estudio, proyectos, dibujos y alguna fiesta. Pero cuando la vida volvió a su
cauce y el verano le salpicó la piel, el sueño no volvió. Tras acudir a
consulta, la rutina se hizo carne. “Zolpidem 10mg”, le dijo su médica de
familia, sin apenas mover los ojos del ordenador, que todo debe quedar bien
anotado y la burocracia debe ser alimentada. En agosto ha vuelto.
Solo duerme
con pastillas, algo, unas cinco horas, hasta que el duermevela le atrapa. Sufre
fuertes presiones en la cabeza, temblores esporádicos en las dos manos,
perdidas de memoria y ansiedad, una opresiva ansiedad, al tiempo que sus veinte
años han quedado atrapados en una profunda tristeza, pergeñada de un aire de
permanente apatía, de una mirada lejana, de un corazón a medio gas.
Su médica
esta vez le ha mirado, y al decir de Sonia, con preocupación. En estos tiempos
de tribulación, en que todo se hace deprisa y las exigencias son muchas,
cualquiera puede estar deprimido, y un bajón queda al alcance de las mentes más
fuertes y de los corazones más queridos. Pero ocurre algo más. Y él lo sabe.
“Se que me estoy alejando de todo, y que me deslizo hacia una cárcel, pero no
puedo controlar mis emociones, y cada vez me siento más abajo, más oscuro, más
en el infierno”, me contaba el martes, acurrucado en una silla de un aula vacía,
cuando las clases habían acabado, como un lobo herido, como un niño asustado.
Su médica
intuye que hay aquí algo más que un brote de melancolía, o un toque de
cansancio adolescente. Tras unas sencillas pruebas, la segunda visita, la de
agosto, acabo despachándole al especialista, tras un lacónico, “En esa cabeza
tuya, hay algo más que tristeza, tiene que verte un neurólogo urgentemente”.
¿Urgentemente?, el 17 de noviembre. Tres meses de espera para que el neurólogo
hable con él, le haga una exploración preliminar y le de salida a un listado
angustioso de pruebas, porque, lo ve cualquier iniciado, Julián y sus veinte
años, tienen algo, y no es bueno.
Pero las
cosas no pueden ir más deprisa. No hay dinero, no hay medios suficientes y las
consultas de especialidad están saturadas. Esta tarde hablaba con él por
teléfono. No quería preocupar a Sonia, porque no sabia donde y cuando había
quedado con ella, y necesitaba de mi complicidad para enmascarar esa lenta
caída al infierno que él ve en primera fila. Y mientras le escuchaba, miraba de
soslayo las páginas centrales del País, donde, a doble página, se analizaba como,
anticipando en Grecia nuestro futuro, una de las grandes multinacionales
farmacéuticas, ha elevado sobre España el tajo de verdugo de la falta de
aprovisionamiento. Cinco mil millones deben los hospitales públicos, solo a esa
multinacional. En la lista, y entre los peores pagadoras, Cantabria, Castilla
León, Murcia y Valencia. Un síntoma de la sinceridad y buena voluntad de los
que critican a eso que, absurdamente, llamamos gobierno.

### Extracto de datos
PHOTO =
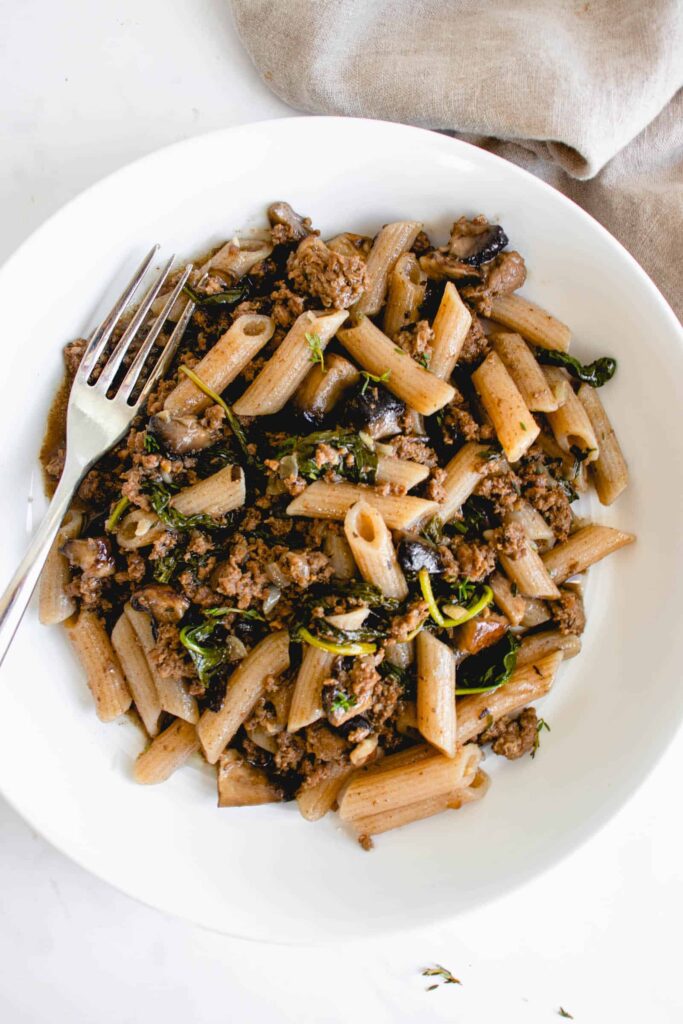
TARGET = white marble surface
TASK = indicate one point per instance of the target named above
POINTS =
(87, 87)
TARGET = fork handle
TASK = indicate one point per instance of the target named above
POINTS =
(15, 598)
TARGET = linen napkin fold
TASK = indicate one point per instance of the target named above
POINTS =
(581, 92)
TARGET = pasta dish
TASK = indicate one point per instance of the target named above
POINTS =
(337, 556)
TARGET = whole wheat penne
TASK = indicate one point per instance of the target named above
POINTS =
(225, 360)
(511, 603)
(54, 603)
(587, 546)
(337, 549)
(168, 752)
(306, 706)
(332, 501)
(436, 692)
(389, 244)
(514, 425)
(609, 471)
(314, 801)
(242, 784)
(140, 683)
(404, 295)
(402, 472)
(536, 612)
(373, 550)
(403, 377)
(525, 372)
(462, 475)
(401, 785)
(173, 695)
(530, 321)
(529, 573)
(246, 685)
(527, 683)
(569, 423)
(139, 529)
(217, 495)
(283, 374)
(103, 673)
(324, 386)
(451, 325)
(539, 644)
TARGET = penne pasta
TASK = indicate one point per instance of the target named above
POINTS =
(388, 246)
(173, 696)
(323, 387)
(451, 325)
(103, 674)
(241, 784)
(401, 472)
(168, 752)
(215, 496)
(403, 377)
(373, 550)
(306, 706)
(269, 657)
(140, 683)
(285, 372)
(537, 646)
(332, 501)
(462, 475)
(436, 693)
(571, 428)
(406, 294)
(587, 546)
(609, 470)
(530, 321)
(515, 427)
(54, 602)
(525, 372)
(222, 364)
(526, 684)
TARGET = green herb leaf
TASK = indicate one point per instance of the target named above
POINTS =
(596, 374)
(316, 350)
(491, 669)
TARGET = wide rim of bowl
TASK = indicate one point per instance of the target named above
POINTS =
(621, 794)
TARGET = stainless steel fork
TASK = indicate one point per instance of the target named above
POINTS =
(95, 422)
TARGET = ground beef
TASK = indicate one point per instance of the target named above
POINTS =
(512, 737)
(417, 341)
(476, 344)
(336, 281)
(471, 559)
(406, 446)
(568, 612)
(287, 305)
(503, 275)
(502, 488)
(510, 540)
(400, 627)
(434, 489)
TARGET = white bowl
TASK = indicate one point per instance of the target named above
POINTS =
(265, 872)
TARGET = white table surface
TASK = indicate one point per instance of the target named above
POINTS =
(85, 88)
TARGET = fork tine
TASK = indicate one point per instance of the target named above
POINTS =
(167, 354)
(116, 358)
(133, 373)
(102, 333)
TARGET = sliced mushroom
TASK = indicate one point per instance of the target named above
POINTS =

### Tareas y ejercicios
1/ Según el texto sobre la enfermedad de Julián, ¿en qué fecha lo verá el neurólogo?
2/ Prosigue el texto sobre la enfermedad de Julián a partir de su última oración.

### Lista de respuestas
1/ El 17 de noviembre.

2/
Y ahí está
el destino de Julián. El diagnóstico, el tratamiento y la atención que precisa
quedan cuestionados por una administración mal administrada, que incapaz de
asumir sus rutinas, solventar sus luchas partidarias y sus exigencias macro
económicas no se sabe que va a poder hacer ante algo tan extraordinario.
Al final,
el sistema hasta funcionará, pero solo por la entrega y el decoro de
profesionales impecables, que dedican su vida a hacer su trabajo, y tapar las
miserias de quienes, sin bata blanca, verde o azul, dedican su vida a poner en
riesgo las de los demás.
Una vez, no
hace tanto, atravesé con dificultades los pasillos de cierta consejeria, presas
de una jungla de cajas, repletas de trípticos, libros de encargo, regalos
envueltos para invitados y compromisos y otros objetos inservibles, caramente
encargados para el merchandising de la administración regional. Ello, unos días
después de que un empresario regional refiriera escandalizado como un alto
cargo gubernamental había encargado, de cara a unas elecciones
autonómicas tres veces más de las papeletas y sobres necesarios para los
comicios, ante la incredulidad de algunos proveedores y la satisfacción del
empleado público, que ya echaba cuentas de lo que le tocaría, como entre tantos
otros trapicheos cotidianos que nuestros servidores públicos han consumado, y
nosotros, con nuestra desidia, hemos permitido.
Pues entre
esas cajas y esos sobres esta ahora la vida de Julián. Y las de muchos otros,
presa de quienes creíamos que eran ladrones, y quizá solo eran asesinos.